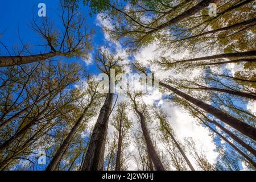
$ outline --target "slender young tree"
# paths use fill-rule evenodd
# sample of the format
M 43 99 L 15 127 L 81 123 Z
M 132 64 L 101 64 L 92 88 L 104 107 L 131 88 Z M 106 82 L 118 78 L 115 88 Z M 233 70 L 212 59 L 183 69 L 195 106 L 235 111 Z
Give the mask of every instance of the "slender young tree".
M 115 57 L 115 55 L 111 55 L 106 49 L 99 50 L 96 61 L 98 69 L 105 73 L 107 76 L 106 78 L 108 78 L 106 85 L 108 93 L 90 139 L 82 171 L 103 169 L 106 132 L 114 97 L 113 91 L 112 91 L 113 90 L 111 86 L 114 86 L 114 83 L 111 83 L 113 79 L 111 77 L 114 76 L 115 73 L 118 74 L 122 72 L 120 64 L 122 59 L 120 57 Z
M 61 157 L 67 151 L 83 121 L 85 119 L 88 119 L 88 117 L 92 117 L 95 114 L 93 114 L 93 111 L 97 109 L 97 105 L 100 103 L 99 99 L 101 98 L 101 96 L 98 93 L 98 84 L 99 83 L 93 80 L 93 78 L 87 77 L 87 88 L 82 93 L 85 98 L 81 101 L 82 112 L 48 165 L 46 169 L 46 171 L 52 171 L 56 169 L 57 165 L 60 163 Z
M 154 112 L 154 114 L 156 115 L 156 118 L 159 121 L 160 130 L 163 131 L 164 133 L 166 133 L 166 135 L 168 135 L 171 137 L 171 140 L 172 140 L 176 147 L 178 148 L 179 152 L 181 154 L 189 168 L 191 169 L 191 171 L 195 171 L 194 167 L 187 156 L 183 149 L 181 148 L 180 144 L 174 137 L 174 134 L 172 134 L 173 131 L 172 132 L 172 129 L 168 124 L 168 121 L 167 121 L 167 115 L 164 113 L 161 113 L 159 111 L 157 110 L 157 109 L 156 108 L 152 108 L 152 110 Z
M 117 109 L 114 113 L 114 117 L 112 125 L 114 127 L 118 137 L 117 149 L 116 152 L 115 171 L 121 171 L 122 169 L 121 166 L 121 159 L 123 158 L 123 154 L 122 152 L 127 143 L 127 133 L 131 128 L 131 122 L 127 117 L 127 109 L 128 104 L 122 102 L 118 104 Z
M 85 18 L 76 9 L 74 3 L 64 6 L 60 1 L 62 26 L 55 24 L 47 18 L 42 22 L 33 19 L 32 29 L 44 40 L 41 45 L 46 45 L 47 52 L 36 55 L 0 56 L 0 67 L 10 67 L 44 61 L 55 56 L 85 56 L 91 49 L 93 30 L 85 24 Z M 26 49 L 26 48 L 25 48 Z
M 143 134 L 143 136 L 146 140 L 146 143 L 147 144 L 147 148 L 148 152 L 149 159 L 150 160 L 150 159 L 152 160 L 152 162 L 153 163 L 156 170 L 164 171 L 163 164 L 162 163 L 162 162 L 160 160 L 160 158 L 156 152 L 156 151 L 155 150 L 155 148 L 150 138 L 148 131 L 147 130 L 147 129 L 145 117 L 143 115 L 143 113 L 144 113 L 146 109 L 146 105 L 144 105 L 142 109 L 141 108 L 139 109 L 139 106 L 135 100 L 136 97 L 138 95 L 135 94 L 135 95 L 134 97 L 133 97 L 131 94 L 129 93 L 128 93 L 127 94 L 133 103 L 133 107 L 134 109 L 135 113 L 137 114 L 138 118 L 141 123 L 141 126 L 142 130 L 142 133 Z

—————

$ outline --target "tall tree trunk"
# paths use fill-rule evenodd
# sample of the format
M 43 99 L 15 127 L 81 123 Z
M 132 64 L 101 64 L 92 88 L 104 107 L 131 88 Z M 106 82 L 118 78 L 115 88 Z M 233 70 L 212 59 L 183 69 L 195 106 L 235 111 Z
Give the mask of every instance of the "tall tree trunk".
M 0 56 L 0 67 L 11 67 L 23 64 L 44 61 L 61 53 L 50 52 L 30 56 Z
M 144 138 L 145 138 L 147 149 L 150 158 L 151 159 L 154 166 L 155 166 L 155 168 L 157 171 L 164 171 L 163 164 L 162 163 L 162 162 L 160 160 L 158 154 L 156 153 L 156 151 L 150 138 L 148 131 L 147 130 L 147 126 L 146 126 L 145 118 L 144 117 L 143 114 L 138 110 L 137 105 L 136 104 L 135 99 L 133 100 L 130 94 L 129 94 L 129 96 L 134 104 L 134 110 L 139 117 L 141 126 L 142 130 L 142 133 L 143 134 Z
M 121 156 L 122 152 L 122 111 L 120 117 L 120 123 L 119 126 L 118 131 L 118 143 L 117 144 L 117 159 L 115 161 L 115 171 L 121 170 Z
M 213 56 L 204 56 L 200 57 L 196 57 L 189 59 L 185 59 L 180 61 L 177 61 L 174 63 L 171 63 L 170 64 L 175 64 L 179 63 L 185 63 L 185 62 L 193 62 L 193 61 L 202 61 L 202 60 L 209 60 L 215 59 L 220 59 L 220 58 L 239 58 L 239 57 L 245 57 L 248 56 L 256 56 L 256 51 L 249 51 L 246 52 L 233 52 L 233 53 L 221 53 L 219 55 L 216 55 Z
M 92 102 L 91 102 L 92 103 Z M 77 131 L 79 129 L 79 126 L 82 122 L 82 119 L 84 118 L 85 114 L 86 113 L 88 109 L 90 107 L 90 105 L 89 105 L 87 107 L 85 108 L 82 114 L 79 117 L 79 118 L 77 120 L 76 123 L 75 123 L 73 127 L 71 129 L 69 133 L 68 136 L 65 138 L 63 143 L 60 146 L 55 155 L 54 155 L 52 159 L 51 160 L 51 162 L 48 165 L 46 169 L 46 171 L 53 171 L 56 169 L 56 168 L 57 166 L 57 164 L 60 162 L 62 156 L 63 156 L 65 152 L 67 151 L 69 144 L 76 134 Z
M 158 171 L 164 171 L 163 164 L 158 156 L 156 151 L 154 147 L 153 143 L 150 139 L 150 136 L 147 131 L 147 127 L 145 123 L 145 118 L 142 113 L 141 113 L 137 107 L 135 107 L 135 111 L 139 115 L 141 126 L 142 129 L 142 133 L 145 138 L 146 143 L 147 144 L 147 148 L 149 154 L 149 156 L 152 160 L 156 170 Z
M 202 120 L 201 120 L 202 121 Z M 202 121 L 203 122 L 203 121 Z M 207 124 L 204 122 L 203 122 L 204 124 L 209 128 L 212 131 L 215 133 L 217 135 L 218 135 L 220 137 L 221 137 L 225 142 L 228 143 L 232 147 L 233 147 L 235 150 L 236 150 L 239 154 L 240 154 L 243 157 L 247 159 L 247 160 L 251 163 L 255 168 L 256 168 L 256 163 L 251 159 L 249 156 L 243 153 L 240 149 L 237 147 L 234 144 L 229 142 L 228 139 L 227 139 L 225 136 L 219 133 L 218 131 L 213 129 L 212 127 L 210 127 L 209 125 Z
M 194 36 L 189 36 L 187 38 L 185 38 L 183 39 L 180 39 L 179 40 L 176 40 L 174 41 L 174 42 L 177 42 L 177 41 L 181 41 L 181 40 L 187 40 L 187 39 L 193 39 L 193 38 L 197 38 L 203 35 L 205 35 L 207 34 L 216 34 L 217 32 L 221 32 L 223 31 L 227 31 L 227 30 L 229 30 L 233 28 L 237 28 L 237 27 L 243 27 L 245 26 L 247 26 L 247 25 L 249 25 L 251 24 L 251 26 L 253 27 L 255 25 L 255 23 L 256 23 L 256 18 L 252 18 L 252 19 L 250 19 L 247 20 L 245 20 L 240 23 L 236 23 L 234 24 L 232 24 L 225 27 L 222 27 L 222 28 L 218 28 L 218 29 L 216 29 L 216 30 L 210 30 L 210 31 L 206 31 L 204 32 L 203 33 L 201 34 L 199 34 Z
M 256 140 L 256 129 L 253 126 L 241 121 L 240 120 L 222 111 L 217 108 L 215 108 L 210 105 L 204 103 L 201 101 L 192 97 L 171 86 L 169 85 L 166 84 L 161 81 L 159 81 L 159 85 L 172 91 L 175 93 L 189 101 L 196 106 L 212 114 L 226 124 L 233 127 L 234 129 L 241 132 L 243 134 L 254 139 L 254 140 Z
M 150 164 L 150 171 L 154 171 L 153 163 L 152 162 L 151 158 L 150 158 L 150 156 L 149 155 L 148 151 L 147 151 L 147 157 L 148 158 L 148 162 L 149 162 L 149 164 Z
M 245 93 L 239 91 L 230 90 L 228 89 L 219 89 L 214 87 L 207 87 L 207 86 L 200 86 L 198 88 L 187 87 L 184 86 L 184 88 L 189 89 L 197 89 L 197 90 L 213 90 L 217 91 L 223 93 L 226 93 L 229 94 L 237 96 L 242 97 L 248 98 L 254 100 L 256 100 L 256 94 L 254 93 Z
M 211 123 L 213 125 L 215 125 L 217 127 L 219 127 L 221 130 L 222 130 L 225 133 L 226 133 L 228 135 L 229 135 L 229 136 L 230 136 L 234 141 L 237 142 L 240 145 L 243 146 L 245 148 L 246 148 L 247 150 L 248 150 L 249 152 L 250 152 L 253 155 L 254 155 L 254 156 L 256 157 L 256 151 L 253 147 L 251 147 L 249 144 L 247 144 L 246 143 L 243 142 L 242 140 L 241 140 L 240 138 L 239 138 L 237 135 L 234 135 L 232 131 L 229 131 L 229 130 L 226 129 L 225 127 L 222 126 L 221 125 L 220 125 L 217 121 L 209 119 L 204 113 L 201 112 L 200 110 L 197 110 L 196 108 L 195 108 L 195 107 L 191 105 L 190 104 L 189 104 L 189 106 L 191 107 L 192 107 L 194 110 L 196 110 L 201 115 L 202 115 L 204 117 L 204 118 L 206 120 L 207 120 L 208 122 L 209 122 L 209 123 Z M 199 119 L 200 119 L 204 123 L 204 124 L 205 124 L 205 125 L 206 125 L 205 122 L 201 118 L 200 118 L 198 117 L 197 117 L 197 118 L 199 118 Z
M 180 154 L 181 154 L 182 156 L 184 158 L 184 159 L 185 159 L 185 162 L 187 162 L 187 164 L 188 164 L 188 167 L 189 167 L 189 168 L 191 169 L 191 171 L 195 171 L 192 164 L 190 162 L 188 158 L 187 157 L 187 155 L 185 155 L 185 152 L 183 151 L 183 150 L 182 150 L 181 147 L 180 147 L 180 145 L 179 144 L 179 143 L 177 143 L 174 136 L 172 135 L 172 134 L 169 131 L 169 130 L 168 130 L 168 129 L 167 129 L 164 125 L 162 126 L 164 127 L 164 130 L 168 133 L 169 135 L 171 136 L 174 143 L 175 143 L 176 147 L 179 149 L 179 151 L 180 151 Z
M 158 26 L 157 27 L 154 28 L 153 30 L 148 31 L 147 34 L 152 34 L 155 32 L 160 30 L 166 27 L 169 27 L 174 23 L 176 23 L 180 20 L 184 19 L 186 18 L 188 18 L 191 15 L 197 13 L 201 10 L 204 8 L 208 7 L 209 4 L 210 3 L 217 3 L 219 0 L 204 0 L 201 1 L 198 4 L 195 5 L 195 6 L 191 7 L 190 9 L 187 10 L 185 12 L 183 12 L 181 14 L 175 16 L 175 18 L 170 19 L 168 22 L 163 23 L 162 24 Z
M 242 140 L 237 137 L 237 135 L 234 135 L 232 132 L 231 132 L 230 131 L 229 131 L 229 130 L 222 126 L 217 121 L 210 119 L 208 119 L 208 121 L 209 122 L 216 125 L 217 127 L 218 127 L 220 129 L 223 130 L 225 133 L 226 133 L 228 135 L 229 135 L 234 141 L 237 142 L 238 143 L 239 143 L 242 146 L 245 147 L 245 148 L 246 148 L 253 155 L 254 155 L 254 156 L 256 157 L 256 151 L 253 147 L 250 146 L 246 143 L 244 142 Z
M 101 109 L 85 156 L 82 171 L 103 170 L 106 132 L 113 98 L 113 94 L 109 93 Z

—————

Objective –
Find each line in the listing above that contains the string "slender" and copy it out in full.

Response below –
$ outline --target "slender young tree"
Give the mask of every instance of the "slender young tree".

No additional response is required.